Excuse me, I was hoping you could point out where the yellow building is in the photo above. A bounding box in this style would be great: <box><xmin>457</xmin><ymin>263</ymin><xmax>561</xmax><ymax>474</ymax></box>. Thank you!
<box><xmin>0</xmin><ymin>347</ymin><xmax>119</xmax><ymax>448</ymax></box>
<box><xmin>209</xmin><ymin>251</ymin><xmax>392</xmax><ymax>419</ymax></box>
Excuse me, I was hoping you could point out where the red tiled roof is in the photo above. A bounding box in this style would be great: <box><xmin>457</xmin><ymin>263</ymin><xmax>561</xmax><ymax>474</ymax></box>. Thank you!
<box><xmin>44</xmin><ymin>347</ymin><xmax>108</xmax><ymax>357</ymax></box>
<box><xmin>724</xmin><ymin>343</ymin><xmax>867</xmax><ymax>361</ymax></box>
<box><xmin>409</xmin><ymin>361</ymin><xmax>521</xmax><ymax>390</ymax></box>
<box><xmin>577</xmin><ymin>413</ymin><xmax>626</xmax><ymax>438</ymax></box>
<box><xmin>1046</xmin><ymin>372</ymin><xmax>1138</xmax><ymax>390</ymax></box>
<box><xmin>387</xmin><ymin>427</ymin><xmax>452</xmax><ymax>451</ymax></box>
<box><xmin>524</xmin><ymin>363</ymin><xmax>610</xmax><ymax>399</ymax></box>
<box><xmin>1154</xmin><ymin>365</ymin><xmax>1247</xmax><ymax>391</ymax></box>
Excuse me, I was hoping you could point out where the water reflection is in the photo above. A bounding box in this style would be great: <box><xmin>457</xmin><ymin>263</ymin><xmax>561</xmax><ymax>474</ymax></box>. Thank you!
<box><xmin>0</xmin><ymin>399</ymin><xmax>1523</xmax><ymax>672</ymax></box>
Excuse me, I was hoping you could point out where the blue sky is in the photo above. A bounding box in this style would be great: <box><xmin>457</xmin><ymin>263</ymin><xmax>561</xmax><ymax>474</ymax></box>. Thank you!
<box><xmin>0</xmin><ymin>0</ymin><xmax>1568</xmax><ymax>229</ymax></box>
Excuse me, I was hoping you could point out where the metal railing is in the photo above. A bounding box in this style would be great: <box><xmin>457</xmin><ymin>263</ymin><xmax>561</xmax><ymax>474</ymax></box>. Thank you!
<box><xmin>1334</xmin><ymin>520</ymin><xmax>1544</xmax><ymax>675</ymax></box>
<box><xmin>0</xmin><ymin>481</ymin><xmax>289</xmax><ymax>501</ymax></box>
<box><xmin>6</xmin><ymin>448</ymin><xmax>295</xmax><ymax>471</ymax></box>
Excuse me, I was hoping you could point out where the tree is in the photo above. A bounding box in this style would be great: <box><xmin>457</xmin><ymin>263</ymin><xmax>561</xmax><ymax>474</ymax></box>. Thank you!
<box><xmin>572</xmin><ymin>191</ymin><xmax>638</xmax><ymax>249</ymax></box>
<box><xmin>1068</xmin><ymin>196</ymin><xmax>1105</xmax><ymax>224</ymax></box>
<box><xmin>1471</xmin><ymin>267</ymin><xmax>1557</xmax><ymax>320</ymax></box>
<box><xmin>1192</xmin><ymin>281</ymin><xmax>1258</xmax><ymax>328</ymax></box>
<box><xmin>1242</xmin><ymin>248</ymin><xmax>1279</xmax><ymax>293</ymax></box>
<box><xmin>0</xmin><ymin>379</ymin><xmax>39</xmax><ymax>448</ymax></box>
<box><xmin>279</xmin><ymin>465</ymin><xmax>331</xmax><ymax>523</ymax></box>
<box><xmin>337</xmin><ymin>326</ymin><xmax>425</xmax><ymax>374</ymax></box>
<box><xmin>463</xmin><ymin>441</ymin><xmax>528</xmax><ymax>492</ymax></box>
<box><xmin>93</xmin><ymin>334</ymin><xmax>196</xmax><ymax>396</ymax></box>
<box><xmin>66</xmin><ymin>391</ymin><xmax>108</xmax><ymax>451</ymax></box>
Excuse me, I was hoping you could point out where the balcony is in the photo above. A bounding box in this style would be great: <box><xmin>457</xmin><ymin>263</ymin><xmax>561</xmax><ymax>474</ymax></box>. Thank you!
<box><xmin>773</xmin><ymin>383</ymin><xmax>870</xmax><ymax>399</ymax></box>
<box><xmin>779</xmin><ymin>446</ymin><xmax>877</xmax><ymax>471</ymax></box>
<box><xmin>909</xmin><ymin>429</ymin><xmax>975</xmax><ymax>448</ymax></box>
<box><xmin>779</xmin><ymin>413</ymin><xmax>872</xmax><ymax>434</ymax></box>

* _TASK TO CARRY OUT_:
Pull out each line of the entries above that contains the string "great". Case counts, so count only matches with the same capitalization.

* _FINISHED EXERCISE_:
Excuse me, I was hoping you could point out where the yellow building is in the photo above. A bounding box in this style would be great: <box><xmin>457</xmin><ymin>263</ymin><xmax>561</xmax><ymax>474</ymax></box>. Thank you!
Excuse me, I was hoping you could point out where the red tiled roof is in the photo above. A bounding box in this style would be great: <box><xmin>457</xmin><ymin>263</ymin><xmax>561</xmax><ymax>474</ymax></box>. Thank you!
Excuse me, I was hoping you could point out where the water reflection is in the photo above. A bounding box in this style would be great: <box><xmin>457</xmin><ymin>263</ymin><xmax>561</xmax><ymax>474</ymax></box>. Thank you!
Excuse me, I was hoping you could point out where the blue sky is in the photo above. A bounding box in this style would be great: <box><xmin>457</xmin><ymin>263</ymin><xmax>561</xmax><ymax>474</ymax></box>. Thank you!
Excuse me, I was hoping you could point out where the metal railing is in the photo above. A bounding box in this style would be great: <box><xmin>457</xmin><ymin>263</ymin><xmax>561</xmax><ymax>474</ymax></box>. Thank you!
Excuse me, I was hoping you could point out where the tree is in the photo above. A bounding box in this style would be great: <box><xmin>457</xmin><ymin>263</ymin><xmax>561</xmax><ymax>474</ymax></box>. Thank you!
Excuse me, I was hoping you could point out where the balcony is in the photo above. A bounding box in this style would be great: <box><xmin>457</xmin><ymin>263</ymin><xmax>561</xmax><ymax>474</ymax></box>. Thank you!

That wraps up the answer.